SHORT TASK -> Return every line of the entries below that contains the word "white".
-------- ENTRIES PROVIDED
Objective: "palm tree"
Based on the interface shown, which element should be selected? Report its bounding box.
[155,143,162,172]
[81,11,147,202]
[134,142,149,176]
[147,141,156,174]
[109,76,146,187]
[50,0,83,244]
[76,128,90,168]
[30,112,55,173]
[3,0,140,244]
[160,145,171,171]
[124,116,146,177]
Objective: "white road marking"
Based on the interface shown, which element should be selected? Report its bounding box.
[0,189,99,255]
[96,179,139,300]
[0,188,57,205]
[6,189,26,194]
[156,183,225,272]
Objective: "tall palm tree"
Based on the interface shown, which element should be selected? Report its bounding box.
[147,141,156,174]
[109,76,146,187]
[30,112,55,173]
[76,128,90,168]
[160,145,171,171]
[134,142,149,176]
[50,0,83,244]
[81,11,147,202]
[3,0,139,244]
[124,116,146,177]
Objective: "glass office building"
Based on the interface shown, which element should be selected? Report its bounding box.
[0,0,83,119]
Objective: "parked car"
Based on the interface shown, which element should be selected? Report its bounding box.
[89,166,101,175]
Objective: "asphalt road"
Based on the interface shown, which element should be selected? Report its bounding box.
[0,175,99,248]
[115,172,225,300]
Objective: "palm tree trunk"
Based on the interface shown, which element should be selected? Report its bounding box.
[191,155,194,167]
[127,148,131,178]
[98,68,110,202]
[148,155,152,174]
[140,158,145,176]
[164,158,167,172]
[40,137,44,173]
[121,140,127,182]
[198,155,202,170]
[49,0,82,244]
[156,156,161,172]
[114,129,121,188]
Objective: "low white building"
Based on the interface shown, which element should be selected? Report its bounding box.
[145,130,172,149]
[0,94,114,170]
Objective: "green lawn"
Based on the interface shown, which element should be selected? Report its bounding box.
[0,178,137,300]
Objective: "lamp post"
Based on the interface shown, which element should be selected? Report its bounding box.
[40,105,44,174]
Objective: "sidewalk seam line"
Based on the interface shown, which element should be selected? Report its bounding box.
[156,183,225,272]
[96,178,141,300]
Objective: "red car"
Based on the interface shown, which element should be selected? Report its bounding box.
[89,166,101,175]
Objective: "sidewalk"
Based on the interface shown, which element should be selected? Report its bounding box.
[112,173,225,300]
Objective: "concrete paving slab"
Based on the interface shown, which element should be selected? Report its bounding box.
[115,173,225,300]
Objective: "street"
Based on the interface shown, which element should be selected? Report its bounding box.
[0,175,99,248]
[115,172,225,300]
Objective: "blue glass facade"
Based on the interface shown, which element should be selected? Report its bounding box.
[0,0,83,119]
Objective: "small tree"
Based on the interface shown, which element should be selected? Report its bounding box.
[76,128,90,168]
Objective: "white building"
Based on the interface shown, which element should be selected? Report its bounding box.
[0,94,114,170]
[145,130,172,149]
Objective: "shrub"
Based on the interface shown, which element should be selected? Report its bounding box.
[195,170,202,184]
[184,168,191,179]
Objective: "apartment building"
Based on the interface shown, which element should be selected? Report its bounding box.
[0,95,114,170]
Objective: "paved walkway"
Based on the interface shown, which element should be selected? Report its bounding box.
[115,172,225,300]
----------------
EXERCISE RESPONSE ->
Objective: "white road marking"
Objective: "low white building"
Objective: "white building"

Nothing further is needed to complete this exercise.